**Your objective**
Count every line below in which "plastic" occurs, then give only the count.

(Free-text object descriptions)
────────────────────

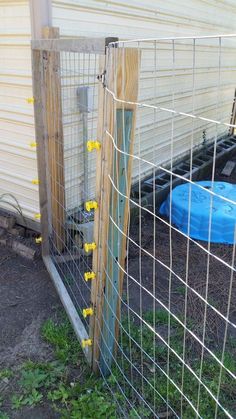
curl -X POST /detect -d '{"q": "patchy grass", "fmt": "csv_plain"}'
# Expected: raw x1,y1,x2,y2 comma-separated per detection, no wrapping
0,316,116,419
114,309,236,418
0,310,235,418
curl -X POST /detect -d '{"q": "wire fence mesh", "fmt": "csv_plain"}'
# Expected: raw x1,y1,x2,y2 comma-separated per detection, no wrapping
93,36,236,418
44,49,100,335
33,34,236,418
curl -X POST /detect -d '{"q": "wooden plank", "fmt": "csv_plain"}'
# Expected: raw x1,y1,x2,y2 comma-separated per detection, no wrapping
32,38,106,54
0,215,15,229
90,54,107,372
11,241,36,260
229,88,236,136
100,109,134,375
221,160,236,176
29,0,52,39
32,48,50,256
92,47,140,374
43,256,91,363
43,27,66,253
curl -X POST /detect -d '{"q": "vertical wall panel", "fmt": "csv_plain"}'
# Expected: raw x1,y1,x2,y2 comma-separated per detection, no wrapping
1,0,236,221
0,0,39,221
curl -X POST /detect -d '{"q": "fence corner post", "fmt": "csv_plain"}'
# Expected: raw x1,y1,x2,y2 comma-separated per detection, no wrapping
91,43,140,375
42,26,66,253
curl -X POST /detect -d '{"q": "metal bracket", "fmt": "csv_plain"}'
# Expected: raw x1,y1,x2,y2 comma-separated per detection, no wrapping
97,70,106,88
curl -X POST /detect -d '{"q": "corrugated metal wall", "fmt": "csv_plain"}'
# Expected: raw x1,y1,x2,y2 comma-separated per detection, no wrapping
1,0,236,223
52,0,236,210
0,0,39,224
52,0,236,39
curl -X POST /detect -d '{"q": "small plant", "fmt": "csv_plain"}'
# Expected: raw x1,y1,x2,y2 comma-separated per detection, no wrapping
11,395,25,410
47,384,70,403
22,389,43,406
59,390,116,419
0,369,13,380
19,368,48,392
41,318,82,364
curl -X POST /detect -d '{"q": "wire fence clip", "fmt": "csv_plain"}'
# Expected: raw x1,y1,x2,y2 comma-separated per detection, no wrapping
32,179,40,185
82,339,92,348
83,308,94,318
84,271,96,281
26,97,35,104
87,140,101,152
84,242,97,253
85,201,98,212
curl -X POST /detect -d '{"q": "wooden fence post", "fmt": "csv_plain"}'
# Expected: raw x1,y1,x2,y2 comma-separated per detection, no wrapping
42,26,66,253
230,88,236,136
32,44,50,256
91,45,140,374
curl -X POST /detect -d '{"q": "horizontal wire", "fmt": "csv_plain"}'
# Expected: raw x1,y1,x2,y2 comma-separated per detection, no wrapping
106,130,236,273
110,34,236,44
106,130,236,206
108,175,236,333
98,264,233,419
95,307,182,418
105,88,236,129
105,222,236,381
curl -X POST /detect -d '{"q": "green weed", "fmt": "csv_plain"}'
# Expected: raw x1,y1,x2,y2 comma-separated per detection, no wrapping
41,318,82,364
175,286,186,296
116,309,236,418
22,389,43,406
0,370,13,380
11,395,26,410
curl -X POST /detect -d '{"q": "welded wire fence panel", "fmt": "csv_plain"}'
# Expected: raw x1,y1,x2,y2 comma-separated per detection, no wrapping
32,39,104,357
94,35,236,418
50,50,100,331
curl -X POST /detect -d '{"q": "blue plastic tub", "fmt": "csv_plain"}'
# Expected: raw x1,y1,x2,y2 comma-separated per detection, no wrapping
160,181,236,244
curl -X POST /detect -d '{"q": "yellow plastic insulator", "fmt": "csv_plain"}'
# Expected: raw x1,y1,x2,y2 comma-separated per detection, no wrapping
34,213,41,220
87,140,101,152
85,201,98,212
83,307,94,318
84,242,97,253
30,142,37,148
27,97,35,104
32,179,40,185
82,339,92,349
84,271,96,282
35,237,42,244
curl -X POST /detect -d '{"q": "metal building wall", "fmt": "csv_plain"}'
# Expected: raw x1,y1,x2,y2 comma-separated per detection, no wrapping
1,0,236,224
0,0,39,226
52,0,236,210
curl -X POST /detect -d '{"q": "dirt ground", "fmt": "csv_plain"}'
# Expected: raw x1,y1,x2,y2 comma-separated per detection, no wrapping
0,246,61,418
125,155,236,360
0,154,236,418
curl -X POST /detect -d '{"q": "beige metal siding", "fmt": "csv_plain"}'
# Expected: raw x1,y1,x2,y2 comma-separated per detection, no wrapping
0,0,39,222
1,0,236,222
52,0,236,39
52,1,236,209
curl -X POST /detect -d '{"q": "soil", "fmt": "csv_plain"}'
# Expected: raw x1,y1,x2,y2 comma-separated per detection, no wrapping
123,155,236,361
0,246,61,418
0,155,236,417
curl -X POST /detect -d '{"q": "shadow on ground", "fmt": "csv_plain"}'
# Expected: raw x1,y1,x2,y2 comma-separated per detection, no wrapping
0,247,61,418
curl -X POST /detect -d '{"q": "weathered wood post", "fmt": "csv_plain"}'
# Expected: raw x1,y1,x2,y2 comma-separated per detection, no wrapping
42,27,66,253
229,88,236,136
91,43,140,374
32,26,66,254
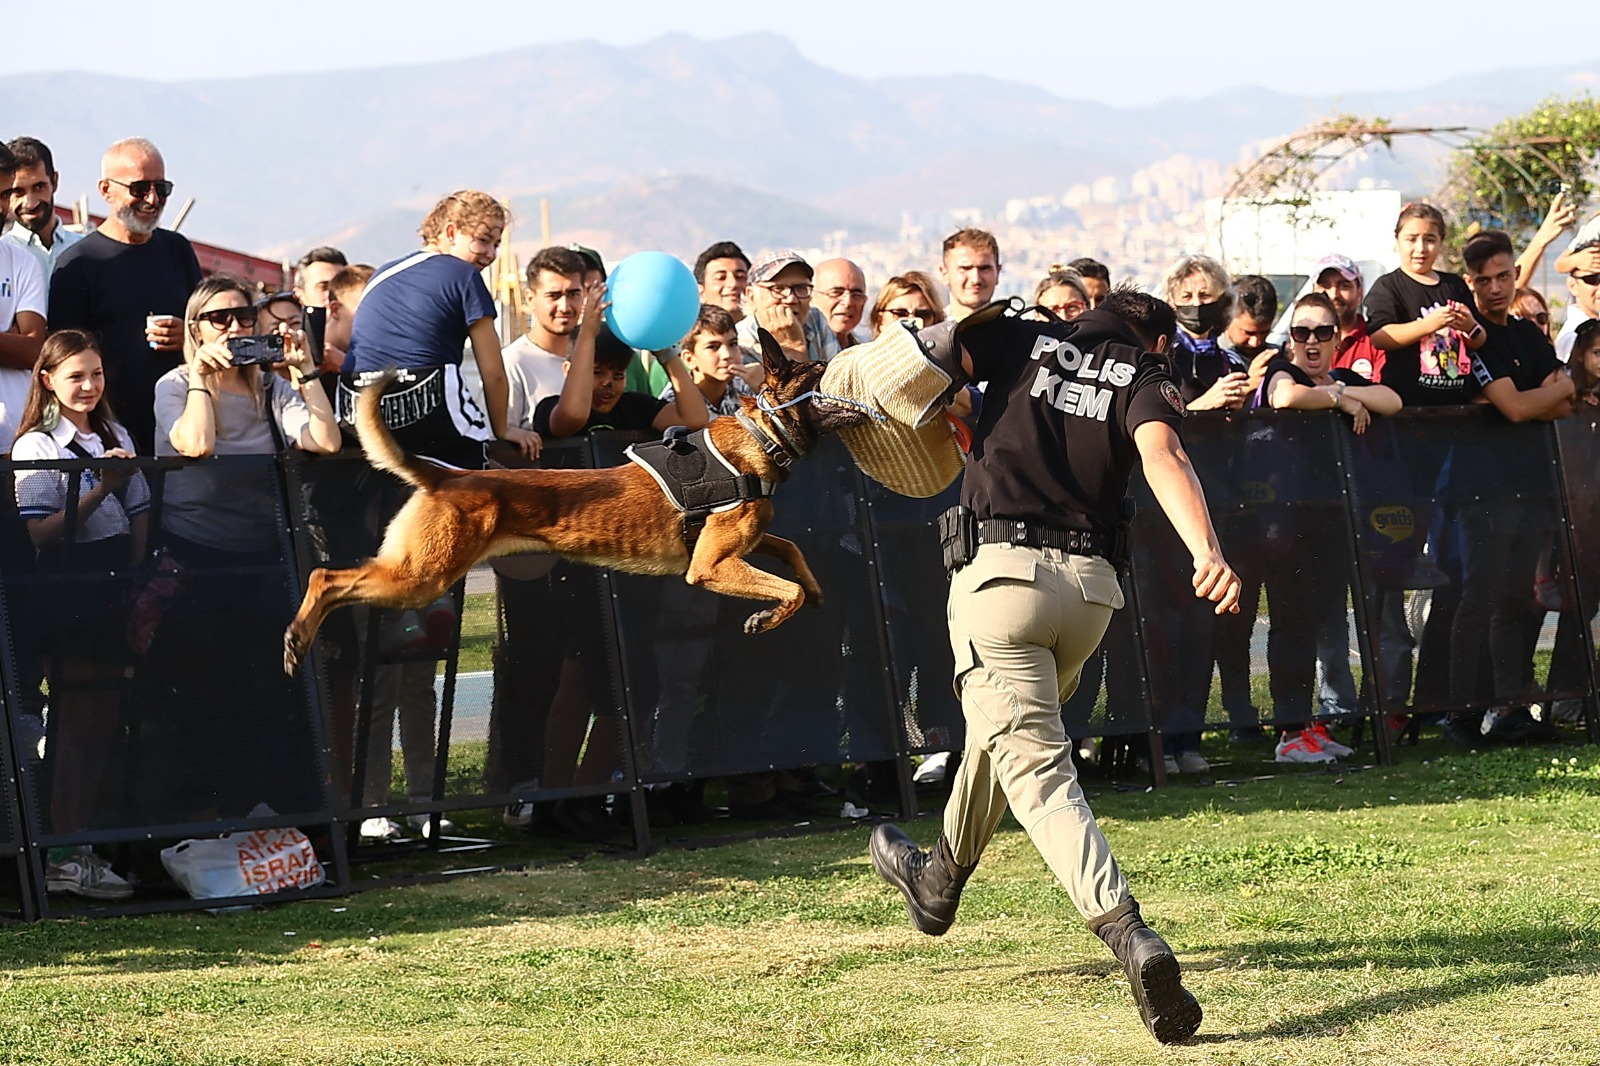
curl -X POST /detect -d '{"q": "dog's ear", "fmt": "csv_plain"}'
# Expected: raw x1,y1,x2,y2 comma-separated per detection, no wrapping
756,328,791,383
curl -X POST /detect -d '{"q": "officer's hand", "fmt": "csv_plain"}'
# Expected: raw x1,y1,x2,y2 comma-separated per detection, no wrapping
1193,553,1241,615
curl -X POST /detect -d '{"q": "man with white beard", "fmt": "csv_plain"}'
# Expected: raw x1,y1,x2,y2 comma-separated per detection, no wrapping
48,138,201,451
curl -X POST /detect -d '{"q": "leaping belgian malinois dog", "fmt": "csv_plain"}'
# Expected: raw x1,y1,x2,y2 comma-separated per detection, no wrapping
283,331,872,674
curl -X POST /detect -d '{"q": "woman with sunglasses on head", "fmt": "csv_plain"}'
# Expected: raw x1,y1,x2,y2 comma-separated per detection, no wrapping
1254,293,1400,764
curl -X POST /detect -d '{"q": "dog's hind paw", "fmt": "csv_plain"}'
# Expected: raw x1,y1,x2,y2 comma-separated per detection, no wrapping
743,609,777,634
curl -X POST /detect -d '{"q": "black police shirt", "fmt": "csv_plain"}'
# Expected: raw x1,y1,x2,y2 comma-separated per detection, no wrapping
1363,268,1479,407
957,308,1186,535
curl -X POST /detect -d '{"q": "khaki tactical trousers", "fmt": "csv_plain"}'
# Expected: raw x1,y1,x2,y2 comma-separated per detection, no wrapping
943,543,1131,920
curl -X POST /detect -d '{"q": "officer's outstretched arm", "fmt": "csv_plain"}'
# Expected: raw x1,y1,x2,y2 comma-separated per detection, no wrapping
1132,421,1242,615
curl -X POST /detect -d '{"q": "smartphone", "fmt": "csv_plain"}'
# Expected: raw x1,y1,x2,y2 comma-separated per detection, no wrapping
226,334,285,366
302,305,327,367
1547,179,1571,196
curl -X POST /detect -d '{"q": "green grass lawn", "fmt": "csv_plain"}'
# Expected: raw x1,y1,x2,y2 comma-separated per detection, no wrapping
4,742,1599,1065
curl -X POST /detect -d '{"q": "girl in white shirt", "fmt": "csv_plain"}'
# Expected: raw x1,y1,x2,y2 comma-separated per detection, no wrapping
11,328,149,901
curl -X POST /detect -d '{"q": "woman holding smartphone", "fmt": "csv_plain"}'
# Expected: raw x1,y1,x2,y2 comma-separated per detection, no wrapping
143,275,340,821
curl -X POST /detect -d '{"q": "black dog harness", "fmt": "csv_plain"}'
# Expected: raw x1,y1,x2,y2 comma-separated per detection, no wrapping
625,427,776,551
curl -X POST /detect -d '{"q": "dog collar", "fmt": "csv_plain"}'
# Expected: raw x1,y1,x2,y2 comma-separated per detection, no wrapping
736,410,798,469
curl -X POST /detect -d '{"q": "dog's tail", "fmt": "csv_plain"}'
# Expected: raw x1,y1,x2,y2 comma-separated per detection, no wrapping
355,370,454,491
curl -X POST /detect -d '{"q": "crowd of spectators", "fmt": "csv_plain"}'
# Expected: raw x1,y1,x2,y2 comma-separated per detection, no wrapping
2,132,1597,893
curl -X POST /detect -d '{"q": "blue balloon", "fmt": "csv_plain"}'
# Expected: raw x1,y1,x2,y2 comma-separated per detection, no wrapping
604,251,702,352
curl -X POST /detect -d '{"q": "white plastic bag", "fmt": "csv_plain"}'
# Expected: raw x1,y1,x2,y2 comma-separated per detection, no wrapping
161,825,326,902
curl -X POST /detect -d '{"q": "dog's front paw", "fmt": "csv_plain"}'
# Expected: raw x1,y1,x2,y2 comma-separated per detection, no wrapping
283,629,305,675
803,583,824,609
743,609,777,634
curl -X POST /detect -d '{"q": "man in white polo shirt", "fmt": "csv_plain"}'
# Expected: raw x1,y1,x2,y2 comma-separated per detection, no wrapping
0,139,48,447
2,137,84,292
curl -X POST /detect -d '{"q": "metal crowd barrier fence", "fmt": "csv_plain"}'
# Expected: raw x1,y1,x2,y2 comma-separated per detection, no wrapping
0,407,1594,920
0,454,346,919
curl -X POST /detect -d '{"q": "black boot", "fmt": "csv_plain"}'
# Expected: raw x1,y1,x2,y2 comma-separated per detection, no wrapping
1089,899,1202,1045
868,824,974,936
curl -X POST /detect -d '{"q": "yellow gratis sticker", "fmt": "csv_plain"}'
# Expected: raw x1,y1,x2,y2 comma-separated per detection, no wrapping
1370,506,1415,543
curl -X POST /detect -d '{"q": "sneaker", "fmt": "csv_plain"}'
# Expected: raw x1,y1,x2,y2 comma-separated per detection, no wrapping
1306,720,1356,759
912,750,951,785
1481,706,1557,743
1275,730,1335,764
406,813,457,838
1174,752,1210,775
1076,736,1102,766
503,801,536,828
359,816,405,841
1403,555,1451,590
46,848,133,900
15,712,45,763
1136,753,1182,776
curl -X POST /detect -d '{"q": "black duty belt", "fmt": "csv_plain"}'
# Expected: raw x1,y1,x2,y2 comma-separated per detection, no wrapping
976,519,1111,559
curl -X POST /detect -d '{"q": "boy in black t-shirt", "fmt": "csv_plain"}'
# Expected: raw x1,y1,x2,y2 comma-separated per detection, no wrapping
535,325,709,438
1444,231,1574,744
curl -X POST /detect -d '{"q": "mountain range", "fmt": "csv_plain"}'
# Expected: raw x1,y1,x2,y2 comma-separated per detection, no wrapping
7,34,1596,264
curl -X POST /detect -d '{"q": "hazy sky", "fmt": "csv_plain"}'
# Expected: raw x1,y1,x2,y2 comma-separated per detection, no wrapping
24,0,1599,108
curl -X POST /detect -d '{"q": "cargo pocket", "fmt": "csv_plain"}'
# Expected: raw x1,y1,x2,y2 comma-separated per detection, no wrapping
950,635,979,698
1071,557,1125,610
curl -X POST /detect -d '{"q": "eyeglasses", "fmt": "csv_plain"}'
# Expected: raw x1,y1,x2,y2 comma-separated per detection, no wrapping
1573,273,1600,287
193,306,258,329
885,306,934,319
1043,303,1086,319
107,178,174,200
818,287,867,302
1520,311,1551,327
758,282,812,300
1289,324,1338,343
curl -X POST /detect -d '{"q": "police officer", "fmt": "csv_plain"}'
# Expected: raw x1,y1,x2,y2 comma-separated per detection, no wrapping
868,285,1241,1045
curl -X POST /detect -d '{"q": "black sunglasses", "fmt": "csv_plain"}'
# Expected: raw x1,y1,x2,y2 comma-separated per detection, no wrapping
1289,324,1338,343
1574,273,1600,286
194,306,258,329
107,178,175,200
885,306,934,319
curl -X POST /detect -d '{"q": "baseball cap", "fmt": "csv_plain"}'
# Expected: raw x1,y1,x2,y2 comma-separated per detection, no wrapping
1313,254,1361,283
750,250,813,284
568,243,606,281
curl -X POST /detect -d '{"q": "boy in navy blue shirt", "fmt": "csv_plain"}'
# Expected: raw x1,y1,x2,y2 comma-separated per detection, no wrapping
344,189,539,467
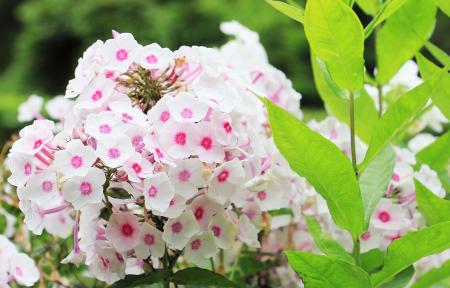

────────────────────

**Solution to this task**
3